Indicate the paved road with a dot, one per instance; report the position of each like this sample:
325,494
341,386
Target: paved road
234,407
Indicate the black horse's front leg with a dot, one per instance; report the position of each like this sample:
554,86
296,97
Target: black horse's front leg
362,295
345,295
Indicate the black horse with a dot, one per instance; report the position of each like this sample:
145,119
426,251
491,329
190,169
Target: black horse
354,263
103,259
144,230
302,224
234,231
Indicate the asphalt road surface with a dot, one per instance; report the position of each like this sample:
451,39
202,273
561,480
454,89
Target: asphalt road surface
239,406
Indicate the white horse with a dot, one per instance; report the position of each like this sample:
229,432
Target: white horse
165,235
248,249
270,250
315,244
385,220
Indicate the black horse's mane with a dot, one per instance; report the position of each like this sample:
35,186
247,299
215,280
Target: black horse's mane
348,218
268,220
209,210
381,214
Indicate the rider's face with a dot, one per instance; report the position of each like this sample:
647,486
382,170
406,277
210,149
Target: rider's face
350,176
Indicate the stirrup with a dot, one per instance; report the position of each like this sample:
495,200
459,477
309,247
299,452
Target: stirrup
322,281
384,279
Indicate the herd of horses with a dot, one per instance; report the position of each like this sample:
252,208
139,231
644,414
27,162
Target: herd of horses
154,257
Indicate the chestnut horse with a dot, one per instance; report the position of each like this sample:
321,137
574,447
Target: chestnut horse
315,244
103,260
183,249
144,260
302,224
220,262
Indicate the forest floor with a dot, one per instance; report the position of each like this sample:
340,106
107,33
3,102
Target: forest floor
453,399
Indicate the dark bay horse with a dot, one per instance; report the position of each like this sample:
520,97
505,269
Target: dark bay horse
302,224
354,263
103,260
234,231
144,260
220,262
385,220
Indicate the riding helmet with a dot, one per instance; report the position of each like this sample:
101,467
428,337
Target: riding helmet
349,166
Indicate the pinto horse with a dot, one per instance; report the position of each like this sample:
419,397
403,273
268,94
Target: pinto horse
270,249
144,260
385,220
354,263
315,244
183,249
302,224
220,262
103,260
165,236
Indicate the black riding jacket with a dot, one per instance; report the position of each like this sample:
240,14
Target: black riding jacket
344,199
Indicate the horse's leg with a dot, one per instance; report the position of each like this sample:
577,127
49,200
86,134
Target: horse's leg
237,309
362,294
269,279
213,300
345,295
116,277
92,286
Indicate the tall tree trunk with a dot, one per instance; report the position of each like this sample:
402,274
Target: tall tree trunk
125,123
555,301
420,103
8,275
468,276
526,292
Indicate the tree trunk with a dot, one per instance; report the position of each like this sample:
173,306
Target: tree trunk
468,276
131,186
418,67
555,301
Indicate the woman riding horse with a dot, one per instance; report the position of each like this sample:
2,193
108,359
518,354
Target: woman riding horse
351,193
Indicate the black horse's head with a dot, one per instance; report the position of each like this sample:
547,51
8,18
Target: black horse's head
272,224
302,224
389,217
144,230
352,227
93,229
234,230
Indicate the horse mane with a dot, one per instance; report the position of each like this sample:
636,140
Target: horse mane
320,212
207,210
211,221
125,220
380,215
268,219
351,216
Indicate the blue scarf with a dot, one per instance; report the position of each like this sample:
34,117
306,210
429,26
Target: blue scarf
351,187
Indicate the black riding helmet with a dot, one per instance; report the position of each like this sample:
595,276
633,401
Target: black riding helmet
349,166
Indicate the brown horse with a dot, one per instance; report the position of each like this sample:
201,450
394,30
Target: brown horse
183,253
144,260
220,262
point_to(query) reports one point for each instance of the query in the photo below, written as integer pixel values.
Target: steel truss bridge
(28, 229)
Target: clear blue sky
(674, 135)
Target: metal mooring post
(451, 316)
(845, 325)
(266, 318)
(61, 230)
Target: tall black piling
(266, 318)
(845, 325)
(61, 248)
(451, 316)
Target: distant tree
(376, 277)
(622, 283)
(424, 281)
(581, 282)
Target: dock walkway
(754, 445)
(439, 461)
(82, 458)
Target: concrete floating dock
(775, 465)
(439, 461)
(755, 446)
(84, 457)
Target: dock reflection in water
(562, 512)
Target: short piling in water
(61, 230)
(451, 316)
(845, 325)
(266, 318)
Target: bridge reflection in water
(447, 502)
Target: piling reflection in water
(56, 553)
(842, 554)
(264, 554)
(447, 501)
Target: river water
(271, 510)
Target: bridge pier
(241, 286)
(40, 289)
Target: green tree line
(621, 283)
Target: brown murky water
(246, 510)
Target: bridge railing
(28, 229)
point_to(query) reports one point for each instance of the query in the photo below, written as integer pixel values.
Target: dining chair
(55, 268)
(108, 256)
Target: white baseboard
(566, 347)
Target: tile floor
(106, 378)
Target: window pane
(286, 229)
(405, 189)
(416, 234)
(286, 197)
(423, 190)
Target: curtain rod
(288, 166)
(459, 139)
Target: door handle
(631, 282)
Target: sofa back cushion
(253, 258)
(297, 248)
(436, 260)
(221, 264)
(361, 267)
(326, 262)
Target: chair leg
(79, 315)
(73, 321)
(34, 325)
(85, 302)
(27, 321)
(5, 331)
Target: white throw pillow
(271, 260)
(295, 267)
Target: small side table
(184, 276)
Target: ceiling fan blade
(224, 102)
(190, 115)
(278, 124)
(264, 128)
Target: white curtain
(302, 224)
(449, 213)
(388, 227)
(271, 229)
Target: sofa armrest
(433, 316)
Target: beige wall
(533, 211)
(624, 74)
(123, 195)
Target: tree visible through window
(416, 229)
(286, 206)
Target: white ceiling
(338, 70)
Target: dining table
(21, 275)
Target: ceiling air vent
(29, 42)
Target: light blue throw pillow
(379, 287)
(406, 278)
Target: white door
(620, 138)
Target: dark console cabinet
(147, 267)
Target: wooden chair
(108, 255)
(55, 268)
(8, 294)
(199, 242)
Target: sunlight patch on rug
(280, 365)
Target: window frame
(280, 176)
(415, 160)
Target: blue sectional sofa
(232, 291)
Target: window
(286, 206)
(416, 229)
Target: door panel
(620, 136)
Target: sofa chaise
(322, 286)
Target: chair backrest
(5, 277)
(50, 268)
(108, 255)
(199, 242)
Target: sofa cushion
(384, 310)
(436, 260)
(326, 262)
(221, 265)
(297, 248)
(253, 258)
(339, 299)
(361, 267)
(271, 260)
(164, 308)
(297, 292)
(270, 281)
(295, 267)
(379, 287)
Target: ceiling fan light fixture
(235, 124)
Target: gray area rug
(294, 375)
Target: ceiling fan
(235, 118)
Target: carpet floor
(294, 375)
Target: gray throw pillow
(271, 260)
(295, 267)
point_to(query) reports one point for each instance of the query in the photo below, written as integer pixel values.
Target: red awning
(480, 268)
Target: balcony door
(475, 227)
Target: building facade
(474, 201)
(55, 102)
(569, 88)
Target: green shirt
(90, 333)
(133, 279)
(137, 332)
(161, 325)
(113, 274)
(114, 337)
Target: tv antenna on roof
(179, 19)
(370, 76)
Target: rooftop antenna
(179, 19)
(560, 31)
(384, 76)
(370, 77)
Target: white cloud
· · · · · · ·
# ACTIVITY
Once you have read the records above, please copy them out exactly.

# TASK SOLUTION
Indicate the paved road with a dot, one per instance; report the position of each like this sample:
325,494
341,386
Target: paved road
234,407
Indicate the black horse's front leg with a dot, one per instance; report the position of each like this sample:
554,86
296,97
Target: black horse's front leg
362,295
345,295
Indicate the black horse with a dot, one per instance; report the position of each like this sample:
145,119
426,251
491,329
190,169
Target: black horse
354,263
103,259
144,230
302,224
234,231
Indicate the asphalt road surface with a dot, one per instance; report the position of each like this sample:
451,39
202,273
561,480
454,89
Target: asphalt road surface
239,406
Indicate the white horse with a dot, one per instance; report the position of each like this sample:
229,432
Target: white horse
165,235
248,249
270,250
315,244
385,220
Indicate the black horse's mane with a dot, one per instance; report the position of each like this sample:
35,186
247,299
215,280
Target: black horse's mane
348,218
268,220
209,210
381,214
Indicate the rider's face with a dot, one per instance; report the position of each like this sample:
647,486
382,170
406,277
210,149
Target: rider's face
350,176
Indicate the stirrup with a dot, one per instance; report the position of each like this sample:
495,200
459,477
309,247
299,452
Target: stirrup
322,281
384,279
Indicate the herd of horses with a dot, one per instance; report the position of each like this sample:
252,208
139,231
644,414
27,162
Target: herd of horses
154,257
Indicate the chestnut horse with a dot, one per instance; report the position of each like this sample:
321,137
574,447
Target: chestnut horse
315,244
103,260
183,249
144,260
302,224
220,262
Indicate the forest floor with a dot, one per instance; report the position of each like this sample:
340,106
107,33
3,102
Target: forest floor
453,399
Indicate the dark bay horse with a dot, one per instance; report the position of each like this sample:
520,97
505,269
Target: dark bay horse
302,224
354,263
103,260
234,231
144,260
220,262
385,220
Indicate the riding helmet with a dot, one per instance; report the position of each like this sample:
101,467
428,337
Target: riding helmet
349,166
Indicate the pinto horse with a dot, one per instance; report the position of each like this sample:
419,397
403,273
268,94
Target: pinto horse
270,249
144,260
385,220
354,263
315,244
183,249
302,224
220,262
103,260
165,236
Indicate the black riding jacket with a dot, one per instance; report the position of each like this sample:
240,14
Target: black riding jacket
344,199
Indicate the horse's leg with a dot, one per instance; report the position of each like this sample:
577,127
49,200
86,134
Target: horse's leg
237,309
362,294
269,279
213,300
345,295
116,277
92,286
Indicate the tall tree trunk with a dot, one per instance; report the position of each like this sample:
402,274
Target: tall tree trunk
125,123
555,301
420,103
8,275
468,276
526,292
Indicate the tree trunk with a dot, one per instance; report the position of each like this sample:
173,306
Target: tree trunk
468,276
131,186
418,67
555,301
Indicate the woman riding horse with a dot, one per instance; report the position of each like this sample:
2,193
108,359
518,354
Target: woman riding horse
351,193
Indicate the black horse's head with a dot, one per instance; report the position of each like this sample:
547,51
8,18
Target: black horse's head
272,224
302,224
389,217
144,230
352,227
93,229
234,230
Indicate the horse mane with a dot, one per instance; report the position of each like this sample:
636,140
Target: horse mane
320,212
207,210
211,221
125,220
380,215
268,219
351,216
Indicate the blue scarf with a dot, one per instance; report the position of each like this sample:
34,117
306,210
429,26
Target: blue scarf
351,187
Indicate the black riding helmet with a dot, one per instance; report the position of each like this sample:
595,276
633,401
Target: black riding helmet
349,166
Indicate the brown horse with a dot, one per instance; report the position of each like this sample:
201,450
394,30
Target: brown horse
183,253
144,260
220,262
point_to(query) reports one point for each instance of the query in the photo below, written as integer pixel values.
Target: steel truss bridge
(28, 229)
Target: clear blue sky
(674, 135)
Target: metal mooring post
(451, 316)
(845, 325)
(266, 318)
(61, 230)
Target: tall black piling
(266, 318)
(845, 325)
(61, 248)
(451, 316)
Target: distant tree
(376, 277)
(622, 283)
(424, 281)
(581, 282)
Target: dock walkway
(754, 445)
(439, 461)
(82, 458)
Target: concrete floating dock
(775, 465)
(439, 461)
(755, 446)
(84, 457)
Target: dock reflection in water
(562, 512)
Target: short piling in water
(61, 230)
(451, 316)
(845, 325)
(266, 318)
Target: bridge reflection in water
(447, 502)
Target: piling reflection in water
(56, 553)
(842, 554)
(264, 554)
(447, 501)
Target: river water
(271, 510)
Target: bridge pier
(241, 286)
(40, 289)
Target: green tree line
(621, 283)
Target: brown murky water
(246, 510)
Target: bridge railing
(28, 229)
point_to(query) reports one point for each instance of the query in the photo below, written as integer pixel values.
Target: dining chair
(55, 268)
(108, 256)
Target: white baseboard
(566, 347)
Target: tile floor
(106, 378)
Target: window pane
(286, 229)
(405, 189)
(416, 234)
(286, 197)
(423, 190)
Target: curtain rod
(288, 166)
(459, 139)
Target: door handle
(631, 282)
Target: sofa back cushion
(253, 258)
(297, 248)
(436, 260)
(221, 264)
(361, 267)
(326, 262)
Target: chair leg
(79, 315)
(73, 321)
(34, 325)
(85, 302)
(27, 321)
(5, 331)
Target: white throw pillow
(271, 260)
(295, 267)
Target: small side table
(184, 276)
Target: ceiling fan blade
(224, 102)
(190, 115)
(278, 124)
(264, 128)
Target: white curtain
(302, 224)
(449, 213)
(388, 227)
(271, 229)
Target: sofa armrest
(433, 316)
Target: beige wall
(533, 211)
(624, 74)
(123, 195)
Target: tree visible through window
(416, 229)
(286, 206)
Target: white ceiling
(338, 70)
Target: dining table
(21, 275)
Target: ceiling air vent
(29, 42)
Target: light blue throw pillow
(379, 287)
(406, 278)
Target: white door
(620, 138)
Target: dark console cabinet
(147, 267)
Target: wooden chair
(108, 255)
(55, 268)
(8, 294)
(199, 242)
Target: sunlight patch on rug
(280, 365)
Target: window frame
(280, 176)
(415, 160)
Target: blue sectional sofa
(232, 291)
Target: window
(286, 206)
(416, 229)
Target: door panel
(620, 136)
Target: sofa chaise
(322, 286)
Target: chair backrest
(5, 277)
(50, 268)
(108, 255)
(199, 242)
Target: sofa cushion
(384, 310)
(436, 260)
(326, 262)
(221, 265)
(297, 248)
(253, 258)
(339, 299)
(361, 267)
(271, 260)
(164, 308)
(297, 292)
(270, 281)
(295, 267)
(379, 287)
Target: ceiling fan light fixture
(235, 124)
Target: gray area rug
(294, 375)
Target: ceiling fan
(235, 118)
Target: carpet floor
(294, 375)
Target: gray throw pillow
(271, 260)
(295, 267)
point_to(query) reports one point for each instance of the query in the photo below, written as integer pixel values.
Target: red awning
(480, 268)
Target: balcony door
(475, 227)
Target: building facade
(474, 201)
(55, 102)
(569, 88)
Target: green shirt
(90, 333)
(133, 279)
(137, 332)
(161, 325)
(113, 274)
(114, 337)
Target: tv antenna on roof
(179, 19)
(370, 76)
Target: rooftop antenna
(179, 19)
(560, 31)
(384, 76)
(370, 77)
Target: white cloud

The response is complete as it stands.